═════ Passage shown

As she was pulled from my body, everyone applauded, and I was given a quick glimpse of her tiny, pale body. A crowd of NICU nurses surrounded her, working quickly. Before I knew it, she was being wheeled away – just as her brother had been.

My husband and I looked at each other, and I begged him to remind me once again that our daughter would be fine.

Although she was fine, and this delivery was completely different, there were several triggers, constantly reminding me of our son and the trauma of his death. I was brought to our hospital room to recover from surgery. Although we were in the maternity wing, surrounded by crying babies and families bringing celebratory gifts, our room was empty. There was no bassinet beside my bed holding a swaddled baby. I had to repeatedly tell myself that our daughter was alive, and that she was simply in the NICU.

At one point, I turned to my husband and said, “I feel so empty. I know that I gave birth, but I don’t feel connected to her. It’s like it never happened.” Although he had visited her several times and sent me pictures, everything felt like it had happened to someone else. We decided that it was time for me to go visit her myself.

As he pushed my wheelchair through the large NICU doors, he pointed to the left and said, “That was where they worked on Richard.”

I looked over, and I felt my heart skip a beat. There was the purple stained glass panel and the room in which we held our son. It looked smaller than I remembered. It also looked so mundane, so ordinary. How could such a simple room hold so much trauma and pain?

We rounded the corner and entered our daughter’s room. Aside from the rhythmic beeping and the air from the oxygen tank, it was quiet. She couldn’t cry, and her eyes were covered with foam goggles to protect her from the bilirubin lights. My eyes scanned her body, and instead of being filled with love, I was filled with heartbreak. I couldn’t see past the wires and tubes, the frailness of her tiny body. I could only think, This is what my body did to her. Why couldn’t I keep her safe?

We weren’t allowed to hold her, and I couldn’t nurse her at all. Instead, we reached through the sides and tried to hold her hand while she was fed through a feeding tube. We spent hours each day just looking at her and trying our best to advocate for her and understand the medical jargon.

After three long days, we were allowed to hold her for just one hour, so my husband and I agreed to 30 minutes each. As I sat, eagerly waiting to hold my daughter for the first time, I watched the two nurses carefully maneuver the intricate tangling of wires. I was scared to hold her, not because of her fragility, but because of my lack of connection to her.

══════════
═════ Data section

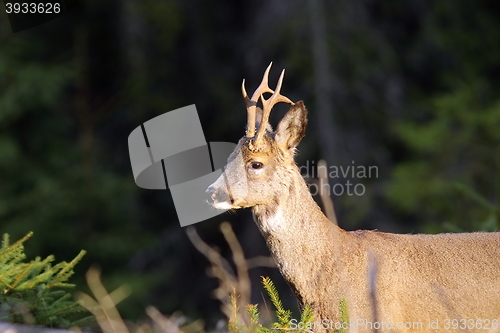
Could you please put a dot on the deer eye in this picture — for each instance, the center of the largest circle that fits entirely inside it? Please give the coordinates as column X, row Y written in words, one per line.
column 256, row 165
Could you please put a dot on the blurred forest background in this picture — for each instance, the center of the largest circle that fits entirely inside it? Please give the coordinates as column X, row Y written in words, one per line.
column 412, row 87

══════════

Using the information:
A – List every piece of medical equipment named in the birth and NICU account from the point where the couple enters their daughter's room.
B – Extend the birth and NICU account, starting right after its final sentence.

Answers to each task:
A –
- oxygen tank
- foam goggles
- bilirubin lights
- wires
- tubes
- feeding tube

B –
Jackie and her daughter in the NICU

The nurses carefully placed her into my arms, and when I looked down at her, I knew she was mine.

I knew she was the one I saw on the screen during ultrasounds several times a week. She was the one who gave me cravings for sour gummy worms. She was the one who never stopped kicking my bladder. She was the one who we read to each night, her big sister’s hand on top of my belly. She was the one to complete our family.

Jackie and her daughter in the NICU

Our little girl stayed in the NICU for one month. During that month, we experienced many victories and setbacks. It felt that with each step forward, she would take two steps backward. We soon learned that a stay in the NICU is a marathon, one in which we needed endurance.

What helped us most during that stay were the nurses and doctors. Not only did they tend to her as if she were their own, but they talked to us about Richard. We met the staff that tried to save him that night in May 2016. When so many people in our lives had never met our son, these men and women did, and they celebrated him. As difficult as it was to journey into the NICU with our youngest, we knew that it was where we were meant to be as a family.

Jackie and her daughter in the NICU

It was painful to see that purple stained glass panel each day when we visited our daughter, but I learned to appreciate its complicated beauty.

That room is a memory of heartbreak, but it is also one of joy. It was where I got to hold my son for the first time. It was where I got to see my husband hold our firstborn. It is a part of our story as a family – one that is complicatedly beautiful.